Set exercise
Continue the text on the Battle of Tsushima from the point where it stops.

Document excerpt
※

All battles change history. A scant few have world-historical impact. The Battle of Tsushima (1905) falls into the latter category. This encounter in the waters separating Japan from Korea pitted the Imperial Japanese Navy’s (IJN) Combined Fleet against the Russian Second Pacific Squadron, a.k.a. its Baltic Fleet. Tsushima delivered “command of the sea” to the victor, cementing Imperial Japan as Asia’s predominant indigenous power while sweeping Russian sea power from the Far East for generations to come. The battle also etched itself on IJN culture as the way to combat a stronger yet faraway foe. And, not least, Tsushima began reversing centuries of European imperial dominance of Asia.

This was a tectonic clash in both military and cultural terms.

※

Supplied information

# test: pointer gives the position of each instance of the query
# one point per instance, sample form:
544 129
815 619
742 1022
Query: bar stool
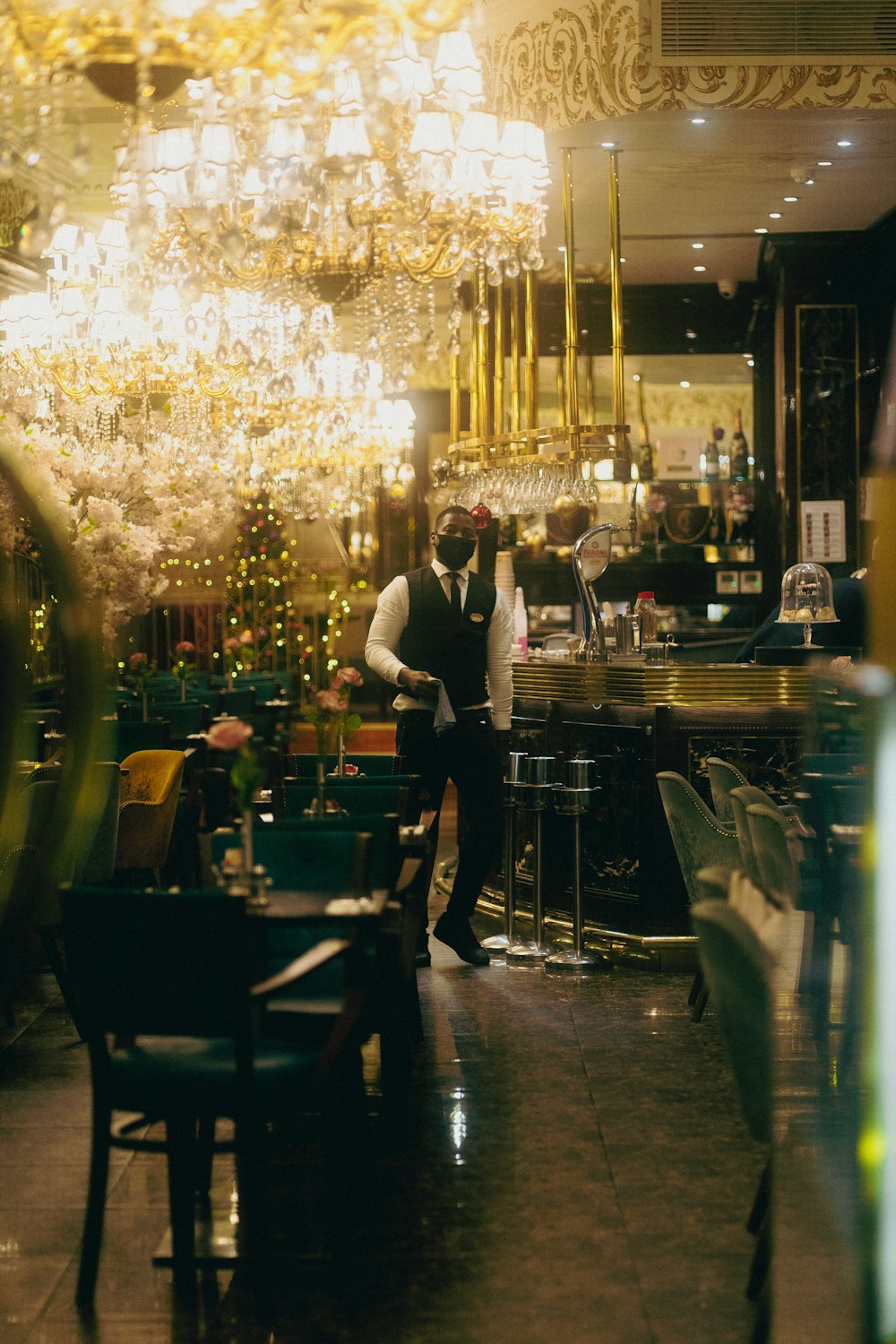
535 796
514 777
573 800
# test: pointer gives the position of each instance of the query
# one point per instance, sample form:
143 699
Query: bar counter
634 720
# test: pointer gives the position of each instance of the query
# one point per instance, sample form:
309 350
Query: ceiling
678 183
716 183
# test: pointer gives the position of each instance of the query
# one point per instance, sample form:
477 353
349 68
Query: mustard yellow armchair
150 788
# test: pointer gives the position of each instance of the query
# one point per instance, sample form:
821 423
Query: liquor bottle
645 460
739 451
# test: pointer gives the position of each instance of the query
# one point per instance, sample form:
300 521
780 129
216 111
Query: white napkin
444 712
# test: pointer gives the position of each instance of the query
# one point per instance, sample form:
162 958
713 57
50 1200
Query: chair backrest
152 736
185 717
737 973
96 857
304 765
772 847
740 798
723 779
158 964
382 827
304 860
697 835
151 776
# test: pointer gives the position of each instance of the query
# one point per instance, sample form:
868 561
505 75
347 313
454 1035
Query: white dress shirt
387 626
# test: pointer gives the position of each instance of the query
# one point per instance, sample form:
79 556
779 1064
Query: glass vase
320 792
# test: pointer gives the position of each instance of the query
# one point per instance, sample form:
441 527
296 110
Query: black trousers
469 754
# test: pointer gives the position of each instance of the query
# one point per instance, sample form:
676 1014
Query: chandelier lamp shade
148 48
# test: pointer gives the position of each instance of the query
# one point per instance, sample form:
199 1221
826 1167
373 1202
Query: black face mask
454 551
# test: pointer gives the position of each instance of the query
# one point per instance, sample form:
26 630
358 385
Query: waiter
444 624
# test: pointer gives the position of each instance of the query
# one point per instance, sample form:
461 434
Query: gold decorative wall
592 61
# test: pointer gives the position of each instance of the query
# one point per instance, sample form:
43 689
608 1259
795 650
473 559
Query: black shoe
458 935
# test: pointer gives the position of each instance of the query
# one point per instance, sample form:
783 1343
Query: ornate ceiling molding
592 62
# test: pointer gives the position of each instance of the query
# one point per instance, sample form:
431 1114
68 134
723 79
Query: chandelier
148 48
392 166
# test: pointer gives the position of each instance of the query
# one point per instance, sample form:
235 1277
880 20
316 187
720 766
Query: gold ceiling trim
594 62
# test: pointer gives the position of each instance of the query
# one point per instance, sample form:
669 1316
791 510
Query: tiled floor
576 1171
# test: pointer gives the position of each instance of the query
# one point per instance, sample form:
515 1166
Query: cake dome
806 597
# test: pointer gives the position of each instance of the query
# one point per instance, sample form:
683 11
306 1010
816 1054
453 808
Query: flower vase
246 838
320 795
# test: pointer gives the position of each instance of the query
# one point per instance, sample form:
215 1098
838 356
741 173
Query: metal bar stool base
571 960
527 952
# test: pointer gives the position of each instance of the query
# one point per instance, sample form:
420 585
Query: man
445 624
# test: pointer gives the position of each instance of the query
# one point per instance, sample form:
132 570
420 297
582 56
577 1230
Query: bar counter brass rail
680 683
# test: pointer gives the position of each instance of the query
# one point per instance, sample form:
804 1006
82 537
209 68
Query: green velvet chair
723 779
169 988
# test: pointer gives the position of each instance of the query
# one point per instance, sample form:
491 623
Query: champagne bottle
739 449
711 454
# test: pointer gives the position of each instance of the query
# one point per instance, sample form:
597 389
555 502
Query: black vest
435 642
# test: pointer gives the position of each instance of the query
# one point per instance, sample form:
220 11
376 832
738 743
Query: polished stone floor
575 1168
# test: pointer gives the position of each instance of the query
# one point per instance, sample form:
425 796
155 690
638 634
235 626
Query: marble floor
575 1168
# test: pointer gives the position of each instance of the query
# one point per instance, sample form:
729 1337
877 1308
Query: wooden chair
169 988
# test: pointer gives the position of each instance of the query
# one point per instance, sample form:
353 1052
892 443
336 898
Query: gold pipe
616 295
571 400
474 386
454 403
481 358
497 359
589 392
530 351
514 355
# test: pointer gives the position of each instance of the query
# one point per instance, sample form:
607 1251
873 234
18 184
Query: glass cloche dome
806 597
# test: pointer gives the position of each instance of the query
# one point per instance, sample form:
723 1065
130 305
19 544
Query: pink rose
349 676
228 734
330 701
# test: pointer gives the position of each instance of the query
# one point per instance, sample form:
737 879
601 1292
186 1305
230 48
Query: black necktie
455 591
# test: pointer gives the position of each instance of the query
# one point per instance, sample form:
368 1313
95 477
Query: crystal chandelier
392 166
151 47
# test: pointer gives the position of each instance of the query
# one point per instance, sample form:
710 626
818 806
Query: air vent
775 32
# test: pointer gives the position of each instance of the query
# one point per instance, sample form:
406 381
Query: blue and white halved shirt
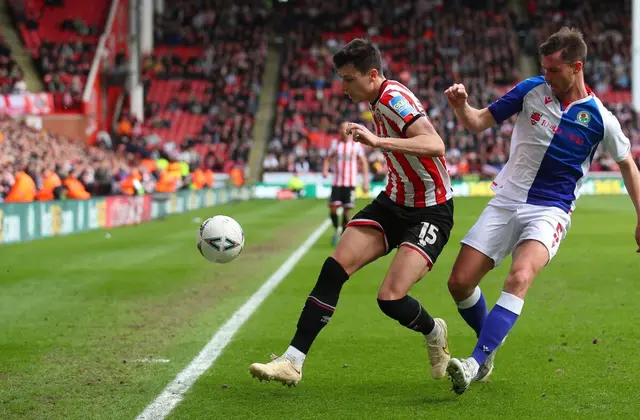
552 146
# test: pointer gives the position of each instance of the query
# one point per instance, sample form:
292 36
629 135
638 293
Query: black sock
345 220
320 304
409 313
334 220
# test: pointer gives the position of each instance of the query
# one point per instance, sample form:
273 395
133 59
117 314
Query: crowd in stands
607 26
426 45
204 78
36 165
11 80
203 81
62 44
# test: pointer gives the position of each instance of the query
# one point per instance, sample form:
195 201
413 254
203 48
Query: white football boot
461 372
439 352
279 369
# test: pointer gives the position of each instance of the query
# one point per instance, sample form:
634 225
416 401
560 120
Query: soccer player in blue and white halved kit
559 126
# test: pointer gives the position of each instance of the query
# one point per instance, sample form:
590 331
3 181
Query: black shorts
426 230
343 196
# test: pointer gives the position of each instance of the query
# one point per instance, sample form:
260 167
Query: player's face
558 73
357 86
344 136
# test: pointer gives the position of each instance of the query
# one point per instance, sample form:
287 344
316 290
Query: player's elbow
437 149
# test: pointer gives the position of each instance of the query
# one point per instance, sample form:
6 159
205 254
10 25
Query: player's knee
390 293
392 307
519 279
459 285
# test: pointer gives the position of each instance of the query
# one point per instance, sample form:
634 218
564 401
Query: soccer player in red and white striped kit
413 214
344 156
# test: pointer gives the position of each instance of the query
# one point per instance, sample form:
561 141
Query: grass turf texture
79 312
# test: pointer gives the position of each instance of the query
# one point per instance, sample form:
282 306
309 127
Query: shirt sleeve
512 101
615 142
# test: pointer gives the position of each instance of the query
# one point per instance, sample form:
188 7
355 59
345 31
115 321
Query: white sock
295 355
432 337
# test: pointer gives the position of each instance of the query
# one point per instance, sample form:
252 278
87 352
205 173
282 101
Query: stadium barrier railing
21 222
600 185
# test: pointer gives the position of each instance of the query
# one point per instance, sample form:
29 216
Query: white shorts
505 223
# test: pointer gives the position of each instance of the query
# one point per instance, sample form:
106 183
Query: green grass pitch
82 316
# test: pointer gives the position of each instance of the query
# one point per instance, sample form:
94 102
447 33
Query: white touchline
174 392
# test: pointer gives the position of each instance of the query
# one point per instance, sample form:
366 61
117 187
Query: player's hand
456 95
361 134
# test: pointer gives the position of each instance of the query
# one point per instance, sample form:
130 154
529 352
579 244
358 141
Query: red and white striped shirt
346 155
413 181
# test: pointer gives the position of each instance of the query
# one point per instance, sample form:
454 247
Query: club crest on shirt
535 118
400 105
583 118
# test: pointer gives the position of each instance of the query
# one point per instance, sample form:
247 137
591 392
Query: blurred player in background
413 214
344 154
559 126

※

Answer to this task
Japan Annihilated the Russian Navy at Tsushima

First, the immediate results. Command of the sea, of course, is a phrase most commonly associated with nautical sage Alfred Thayer Mahan. Mahan defined command as “overbearing power on the sea which drives the enemy’s flag from it, or allows it to appear only as a fugitive; and which, by controlling the great common, closes the highways by which commerce moves to and from the enemy’s shores.” He concludes that “this overbearing power can only be exercised by great navies.” The Mahanian concept connotes permanent, absolute control of important expanses. A multitude of options come with command, from squelching a foe’s seagoing trade to bring the economic hurt, to mounting amphibious landings on hostile shores, to opening new combat theaters to stretch out, divide, and enfeeble defenders.

Winning command is a blessing.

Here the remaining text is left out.